TASK TO CARRY OUT. Write out the part of the blog post about the abstraction exhibition from "February 20, 2013" up to and including "x 8 7/6 in.".

--- start TEXT SECTION ---

February 20, 2013

An Exhilarating Exhibition of Early 20th Century Abstraction

Ivan Kliun, Studies in Color, c. 1917; oil on cardboard, 11 1/4 x 8 7/6 in. 
All images courtesy of the Museum of Modern Art's excellent website

There is a glorious show at the Museum of Modern Art, one that thrilled and delighted me with its mix of beloved artists such as Malevich and Mondrian, artists new to me, and surprising work by artists I thought I knew. Titled Inventing Abstraction: 1910-1925, it brings together work from artists throughout Europe and the United States in an exciting mix of styles and mediums. I did not title this blog post with the title of the exhibition because I think that title is an unfortunate one, since abstraction has been a part of art making for thousands of years, in cultures throughout the globe; what was new was European artists using non-objective forms, with expanding explorations. Roger Denson wrote an extensive and passionate essay on this, which you can read here. There have been other critical complaints about the show, about the blinkered focus of the curator, about those artists left out––why Picasso and not Matisse?; where is Miro? asked Jed Perl; what about Hilma af Klint or George Ohr? Jerry Saltz wants to know––but the show is still a tremendous achievement, a gathering of work that delights, teaches, and inspires me.

--- end TEXT SECTION ---
--- start PROVIDED MATERIAL ---

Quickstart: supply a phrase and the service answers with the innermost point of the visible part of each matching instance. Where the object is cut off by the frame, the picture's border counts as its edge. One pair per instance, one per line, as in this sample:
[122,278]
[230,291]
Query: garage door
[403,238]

--- end PROVIDED MATERIAL ---

RESULT FOR THIS EXERCISE.
February 20, 2013

An Exhilarating Exhibition of Early 20th Century Abstraction

Ivan Kliun, Studies in Color, c. 1917; oil on cardboard, 11 1/4 x 8 7/6 in.